— start Recorded information —

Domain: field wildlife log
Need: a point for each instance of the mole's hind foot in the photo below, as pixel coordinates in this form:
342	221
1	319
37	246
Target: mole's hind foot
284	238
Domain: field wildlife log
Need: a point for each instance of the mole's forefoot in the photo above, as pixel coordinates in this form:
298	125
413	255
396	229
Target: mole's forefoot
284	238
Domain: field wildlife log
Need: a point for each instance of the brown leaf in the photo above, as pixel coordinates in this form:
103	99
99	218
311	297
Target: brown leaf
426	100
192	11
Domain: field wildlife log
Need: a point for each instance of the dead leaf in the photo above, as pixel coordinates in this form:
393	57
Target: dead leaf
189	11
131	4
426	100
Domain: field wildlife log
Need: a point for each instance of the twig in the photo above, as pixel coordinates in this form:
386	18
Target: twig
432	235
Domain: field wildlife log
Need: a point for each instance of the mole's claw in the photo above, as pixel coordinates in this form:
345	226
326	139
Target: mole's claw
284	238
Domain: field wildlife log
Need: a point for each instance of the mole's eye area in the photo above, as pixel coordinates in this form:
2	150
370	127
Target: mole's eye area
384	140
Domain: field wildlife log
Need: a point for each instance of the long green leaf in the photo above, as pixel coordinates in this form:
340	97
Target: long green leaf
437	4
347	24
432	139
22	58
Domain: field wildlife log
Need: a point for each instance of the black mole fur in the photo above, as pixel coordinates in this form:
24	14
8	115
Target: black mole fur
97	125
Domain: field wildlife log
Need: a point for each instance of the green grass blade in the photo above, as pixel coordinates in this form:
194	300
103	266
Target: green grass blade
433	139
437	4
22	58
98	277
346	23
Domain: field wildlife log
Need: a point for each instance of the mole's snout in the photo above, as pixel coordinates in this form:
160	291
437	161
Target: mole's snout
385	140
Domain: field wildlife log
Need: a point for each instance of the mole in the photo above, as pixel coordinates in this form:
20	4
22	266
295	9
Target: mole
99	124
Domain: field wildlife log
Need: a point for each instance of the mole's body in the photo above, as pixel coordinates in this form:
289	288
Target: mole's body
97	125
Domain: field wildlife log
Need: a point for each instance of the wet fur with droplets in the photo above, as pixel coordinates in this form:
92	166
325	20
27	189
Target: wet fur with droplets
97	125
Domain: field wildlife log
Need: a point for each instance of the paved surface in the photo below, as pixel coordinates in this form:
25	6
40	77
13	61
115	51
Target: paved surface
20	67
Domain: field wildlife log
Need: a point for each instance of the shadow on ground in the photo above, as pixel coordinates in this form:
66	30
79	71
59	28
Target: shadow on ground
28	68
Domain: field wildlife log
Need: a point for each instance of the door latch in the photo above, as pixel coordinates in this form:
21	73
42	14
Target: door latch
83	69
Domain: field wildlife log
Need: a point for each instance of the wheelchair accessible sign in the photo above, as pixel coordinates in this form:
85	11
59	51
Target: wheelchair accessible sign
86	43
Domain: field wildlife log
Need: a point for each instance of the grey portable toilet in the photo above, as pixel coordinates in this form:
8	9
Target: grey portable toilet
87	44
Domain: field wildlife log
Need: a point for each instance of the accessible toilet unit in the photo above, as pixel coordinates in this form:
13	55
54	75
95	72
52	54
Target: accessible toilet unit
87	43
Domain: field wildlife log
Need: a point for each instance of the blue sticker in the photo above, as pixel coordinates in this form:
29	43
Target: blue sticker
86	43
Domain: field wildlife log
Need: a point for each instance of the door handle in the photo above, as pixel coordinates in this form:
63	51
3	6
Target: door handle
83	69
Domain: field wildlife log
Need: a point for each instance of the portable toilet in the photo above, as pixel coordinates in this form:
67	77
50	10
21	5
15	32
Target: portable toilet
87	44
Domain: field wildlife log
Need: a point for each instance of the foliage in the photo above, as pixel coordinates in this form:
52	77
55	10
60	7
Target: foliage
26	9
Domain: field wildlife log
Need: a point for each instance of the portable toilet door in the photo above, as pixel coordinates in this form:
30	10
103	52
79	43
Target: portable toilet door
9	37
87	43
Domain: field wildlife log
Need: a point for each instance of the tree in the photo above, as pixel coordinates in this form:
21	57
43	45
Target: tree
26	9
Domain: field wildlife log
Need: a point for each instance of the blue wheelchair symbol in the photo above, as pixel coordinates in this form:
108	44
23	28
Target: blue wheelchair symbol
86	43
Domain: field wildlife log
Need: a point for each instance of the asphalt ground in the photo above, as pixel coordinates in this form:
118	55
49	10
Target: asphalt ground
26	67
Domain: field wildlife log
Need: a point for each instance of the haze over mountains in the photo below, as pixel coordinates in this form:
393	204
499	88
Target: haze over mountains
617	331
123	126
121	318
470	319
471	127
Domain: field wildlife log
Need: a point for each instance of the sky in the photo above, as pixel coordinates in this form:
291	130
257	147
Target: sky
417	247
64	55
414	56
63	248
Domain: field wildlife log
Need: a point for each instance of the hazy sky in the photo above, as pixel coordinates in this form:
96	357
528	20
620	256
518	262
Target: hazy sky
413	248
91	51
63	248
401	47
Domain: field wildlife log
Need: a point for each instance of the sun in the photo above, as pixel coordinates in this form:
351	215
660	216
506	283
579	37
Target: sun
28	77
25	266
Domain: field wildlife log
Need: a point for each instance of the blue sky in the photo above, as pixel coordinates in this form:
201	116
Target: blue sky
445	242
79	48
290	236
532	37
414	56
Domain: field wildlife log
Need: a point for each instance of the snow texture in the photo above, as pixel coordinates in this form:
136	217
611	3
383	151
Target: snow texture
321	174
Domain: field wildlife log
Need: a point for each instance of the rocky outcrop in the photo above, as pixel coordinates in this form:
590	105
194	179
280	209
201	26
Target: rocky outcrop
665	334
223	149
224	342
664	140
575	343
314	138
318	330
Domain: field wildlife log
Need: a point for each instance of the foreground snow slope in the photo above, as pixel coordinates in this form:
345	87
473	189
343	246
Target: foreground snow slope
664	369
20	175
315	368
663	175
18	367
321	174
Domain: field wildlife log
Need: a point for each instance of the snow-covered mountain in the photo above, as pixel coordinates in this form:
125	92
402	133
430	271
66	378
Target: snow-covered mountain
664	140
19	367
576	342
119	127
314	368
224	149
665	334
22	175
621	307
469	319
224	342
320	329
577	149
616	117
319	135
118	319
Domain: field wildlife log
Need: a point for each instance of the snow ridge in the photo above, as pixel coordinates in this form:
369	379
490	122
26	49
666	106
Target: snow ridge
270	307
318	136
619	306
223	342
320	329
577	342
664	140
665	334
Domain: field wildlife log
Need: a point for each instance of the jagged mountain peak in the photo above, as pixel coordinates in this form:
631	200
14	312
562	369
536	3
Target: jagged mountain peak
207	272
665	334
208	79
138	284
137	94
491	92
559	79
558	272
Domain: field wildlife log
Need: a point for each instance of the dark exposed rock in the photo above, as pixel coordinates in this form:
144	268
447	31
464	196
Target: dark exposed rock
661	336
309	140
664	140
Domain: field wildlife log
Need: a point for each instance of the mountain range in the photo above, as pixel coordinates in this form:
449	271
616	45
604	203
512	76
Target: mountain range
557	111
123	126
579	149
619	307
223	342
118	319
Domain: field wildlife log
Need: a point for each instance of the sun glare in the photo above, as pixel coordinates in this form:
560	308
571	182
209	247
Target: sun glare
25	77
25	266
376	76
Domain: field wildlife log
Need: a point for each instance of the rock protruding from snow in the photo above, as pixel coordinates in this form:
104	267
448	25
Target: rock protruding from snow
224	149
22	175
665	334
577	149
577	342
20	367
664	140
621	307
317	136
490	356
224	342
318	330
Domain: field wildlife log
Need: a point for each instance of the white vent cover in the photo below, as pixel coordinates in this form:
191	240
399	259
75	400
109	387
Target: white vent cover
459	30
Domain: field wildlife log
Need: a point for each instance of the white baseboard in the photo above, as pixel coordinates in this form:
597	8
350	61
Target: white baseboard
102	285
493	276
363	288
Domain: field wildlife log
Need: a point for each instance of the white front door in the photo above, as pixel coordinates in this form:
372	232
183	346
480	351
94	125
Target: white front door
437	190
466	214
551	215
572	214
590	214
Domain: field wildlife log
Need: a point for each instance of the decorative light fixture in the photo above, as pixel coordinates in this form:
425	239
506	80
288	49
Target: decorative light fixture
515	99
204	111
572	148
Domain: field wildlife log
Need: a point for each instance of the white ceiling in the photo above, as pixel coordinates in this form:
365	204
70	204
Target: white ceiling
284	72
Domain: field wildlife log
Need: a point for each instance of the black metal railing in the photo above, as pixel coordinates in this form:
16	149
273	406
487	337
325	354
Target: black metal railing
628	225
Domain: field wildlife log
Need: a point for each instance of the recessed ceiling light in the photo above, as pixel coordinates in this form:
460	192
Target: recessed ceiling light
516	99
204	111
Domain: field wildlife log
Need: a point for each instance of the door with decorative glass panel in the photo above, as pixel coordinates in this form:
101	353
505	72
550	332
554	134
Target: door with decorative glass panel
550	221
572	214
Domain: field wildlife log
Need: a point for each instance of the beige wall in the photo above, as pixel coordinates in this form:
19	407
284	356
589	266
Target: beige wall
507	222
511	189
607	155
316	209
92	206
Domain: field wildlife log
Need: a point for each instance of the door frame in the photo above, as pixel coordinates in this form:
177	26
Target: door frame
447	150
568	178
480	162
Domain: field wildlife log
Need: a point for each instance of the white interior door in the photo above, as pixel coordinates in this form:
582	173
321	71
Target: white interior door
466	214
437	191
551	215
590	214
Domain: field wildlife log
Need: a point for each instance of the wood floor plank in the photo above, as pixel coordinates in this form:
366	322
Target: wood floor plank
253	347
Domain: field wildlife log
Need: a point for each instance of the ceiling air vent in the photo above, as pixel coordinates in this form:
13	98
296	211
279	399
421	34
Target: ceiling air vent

— end Recorded information —

Instructions for the task ▸ Gather each line of the listing above that contains the word "white", and copy those lines out in full.

Response to this exercise ▸
Need: a point for each instance of the white vent cover in the photo below, as pixel coordinates in this form:
Target: white vent cover
Need: a point for each instance of the white baseboard in the photo above, as pixel coordinates in this form:
Target: white baseboard
Need: a point for each instance of the white front door in the photo above, as pixel coordinates in this form:
Target: white front door
Need: a point for each instance of the white ceiling in the photo above, as pixel coordinates in this form:
Target: white ceiling
Need: a point for each instance of the white interior door in the photo above, as pixel coordinates in this form:
Target: white interior door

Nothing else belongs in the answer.